■ TASKS TO COMPLETE ■
1. In the essay about Peggy MacKinnon, how old is Peggy MacKinnon?
2. Rewrite everything in the essay about Peggy MacKinnon from "Peggy MacKinnon is" down to "there, growing up.", putting "North Main Street" in place of "South Main Street".
3. Carry on the essay about Peggy MacKinnon from its final sentence.

■ PASSAGE TO READ ■
^^^^
Category Archives: Writing

When a Writing Piece Becomes a Painting

Suffield Town Center, by Peggy MacKinnon

BY KIMBERLY MAYER

One of the things I love about writing is not knowing where it’s going. Whether casting off or plunging into one’s internal well, writing is a fishing expedition. When asked what makes a great poem, W.S. Merwin replied, “Following what you don’t know.”

Writing about a recent fire in Friday Harbor, Washington led me to this piece. In the process of writing “What We Lost” (https://alittleelbowroom.com/2022/04/26/what-we-lost/ ) I fell in love all over again, with my old town center in Suffield, Connecticut. Which is like falling in love with a ghost town for the center isn’t there anymore, except in my head. And now in this watercolor painting by Peggy MacKinnon that sits upon my writing table looking out to the bay. 

Peggy MacKinnon is ninety-six years old and still resides in Suffield. At one time my cousin lived just a few doors from The MacKinnon’s home on South Main Street. Best friends with her son Ian, I asked Gil about his time there, growing up.

“Ian was the youngest of six boys, all at least 6’1, and Peggy, their mom, so little. Likewise, all the boys and her husband, Dan, had a wild sense of humor,” Gil recalls. “But Peggy, so quiet … perhaps noticing other things.” The slant of light, the saturation of color. Even as a child Gil knew to detect an artist’s mind in Peggy.  

Peggy had met Dan in high school on a tennis court in Ann Arbor, Michigan. Years later they were a family of eight living in Suffield, and as a couple, frequently played tennis with my folks. In my memory of home my mother is often in her nightgown hanging onto the kitchen wall phone in the morning, and the friend on the other end was very often Peggy. Peggy MacKinnon.

Peggy painted. She painted while Dan was the Director of Prison Industries at a state prison, and when he founded the Maverick Corporation, a work program for ex-convicts and juvenile offenders. She painted as Dan served as Commissioner of Administration under Governor Grasso in Connecticut. She painted when Dan ran for Congress. And she painted for the twelve years he was at Merrill Lynch in Hartford, while at the same time running a small sheep farm in Suffield. She raised six sons, helped in birthing the sheep, and she painted. Peggy never lost who she was.
^^^^
■ INFORMATION SUPPLIED ■
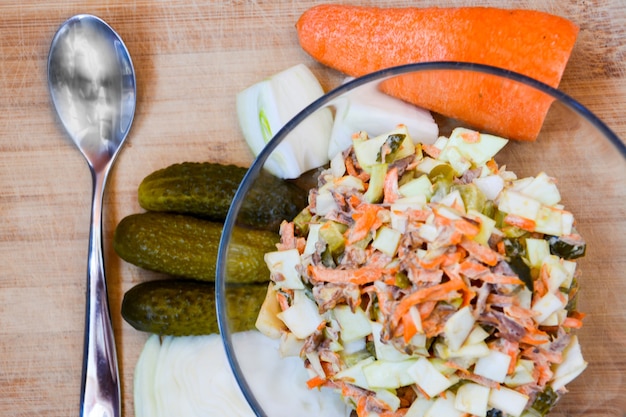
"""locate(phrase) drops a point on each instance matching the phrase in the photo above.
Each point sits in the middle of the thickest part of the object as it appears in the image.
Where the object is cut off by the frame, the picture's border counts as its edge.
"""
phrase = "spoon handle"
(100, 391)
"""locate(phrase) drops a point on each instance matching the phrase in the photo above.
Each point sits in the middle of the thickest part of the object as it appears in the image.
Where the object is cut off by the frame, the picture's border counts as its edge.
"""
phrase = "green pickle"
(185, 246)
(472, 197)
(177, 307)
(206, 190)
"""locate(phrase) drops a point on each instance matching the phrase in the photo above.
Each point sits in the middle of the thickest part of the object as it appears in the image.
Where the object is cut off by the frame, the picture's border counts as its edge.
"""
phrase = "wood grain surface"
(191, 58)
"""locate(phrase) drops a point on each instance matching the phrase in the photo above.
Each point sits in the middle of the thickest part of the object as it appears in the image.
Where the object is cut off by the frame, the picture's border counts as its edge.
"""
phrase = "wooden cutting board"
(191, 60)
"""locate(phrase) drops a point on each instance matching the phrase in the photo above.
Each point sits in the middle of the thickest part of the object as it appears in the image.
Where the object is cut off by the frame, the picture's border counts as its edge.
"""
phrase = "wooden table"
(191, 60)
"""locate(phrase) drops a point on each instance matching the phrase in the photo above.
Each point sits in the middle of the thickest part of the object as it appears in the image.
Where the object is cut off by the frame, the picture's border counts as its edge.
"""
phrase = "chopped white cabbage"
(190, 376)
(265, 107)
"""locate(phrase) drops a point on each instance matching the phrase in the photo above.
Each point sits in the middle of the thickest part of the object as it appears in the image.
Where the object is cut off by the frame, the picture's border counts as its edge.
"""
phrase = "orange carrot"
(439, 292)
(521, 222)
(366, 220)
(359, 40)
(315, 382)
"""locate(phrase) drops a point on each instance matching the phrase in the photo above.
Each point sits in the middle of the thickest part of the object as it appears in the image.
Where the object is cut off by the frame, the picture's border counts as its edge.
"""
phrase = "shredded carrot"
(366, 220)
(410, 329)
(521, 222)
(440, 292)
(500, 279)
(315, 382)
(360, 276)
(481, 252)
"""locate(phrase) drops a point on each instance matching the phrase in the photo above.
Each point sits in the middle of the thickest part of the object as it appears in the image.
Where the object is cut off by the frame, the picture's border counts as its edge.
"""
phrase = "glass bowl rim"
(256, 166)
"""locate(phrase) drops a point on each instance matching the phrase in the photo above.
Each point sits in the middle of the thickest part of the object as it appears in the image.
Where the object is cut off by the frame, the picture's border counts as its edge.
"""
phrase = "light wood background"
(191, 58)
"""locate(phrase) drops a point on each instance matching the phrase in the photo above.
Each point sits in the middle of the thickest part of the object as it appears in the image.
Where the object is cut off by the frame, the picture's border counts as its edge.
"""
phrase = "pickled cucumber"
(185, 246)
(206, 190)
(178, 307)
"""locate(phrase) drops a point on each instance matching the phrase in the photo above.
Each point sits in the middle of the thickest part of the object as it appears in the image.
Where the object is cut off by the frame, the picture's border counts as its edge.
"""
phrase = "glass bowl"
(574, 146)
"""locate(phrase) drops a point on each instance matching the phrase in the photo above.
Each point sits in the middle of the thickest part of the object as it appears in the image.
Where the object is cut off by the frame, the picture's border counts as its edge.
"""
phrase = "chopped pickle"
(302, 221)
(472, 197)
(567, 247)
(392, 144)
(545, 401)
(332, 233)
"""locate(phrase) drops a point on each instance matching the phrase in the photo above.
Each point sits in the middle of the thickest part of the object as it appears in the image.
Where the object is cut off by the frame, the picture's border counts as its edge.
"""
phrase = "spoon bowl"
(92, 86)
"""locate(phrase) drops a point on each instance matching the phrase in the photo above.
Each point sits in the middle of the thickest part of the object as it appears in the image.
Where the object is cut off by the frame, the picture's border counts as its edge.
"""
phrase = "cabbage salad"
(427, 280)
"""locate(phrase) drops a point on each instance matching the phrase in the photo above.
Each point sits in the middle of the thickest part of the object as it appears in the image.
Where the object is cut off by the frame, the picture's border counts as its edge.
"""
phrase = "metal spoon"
^^^^
■ TASK RESPONSES ■
1. She is ninety-six years old.

2.
Peggy MacKinnon is ninety-six years old and still resides in Suffield. At one time my cousin lived just a few doors from The MacKinnon’s home on North Main Street. Best friends with her son Ian, I asked Gil about his time there, growing up.

3.
I don’t think I appreciated any of this at the time, but now I can see why my folks found them so interesting. And over the years I’ve grown to love her work, the delicacy of hand, always working in watercolors. Maybe it was my generation, maybe it was me, but we were anything but consistent. So I’m in awe of Peggy always knowing what it was she did and doing it.

2,444 miles away, I am writing to the painting today. In writing we speak of finding a “voice.” In painting it’s the artist’s “hand,” and I’ve found hers here. 

This is the center of town we all lost in Suffield. There was a sense of importance to the town then that is in none of the new-brick outlying buildings, or the building they refer to as “Suffield Village.” My friend Jane Clarke writes, “I too go back to Suffield to capture something that is so deep in my neural fiber… If I stand on the village green and look out over what the town is now, it seems to quiet my memories and I don’t see myself.”

A disappeared town center, there is no getting it back except in memories, stories, art and writing. And what started out as another cry from me lamenting the loss of old buildings, grew into an ode to a gracious lady and her paintings.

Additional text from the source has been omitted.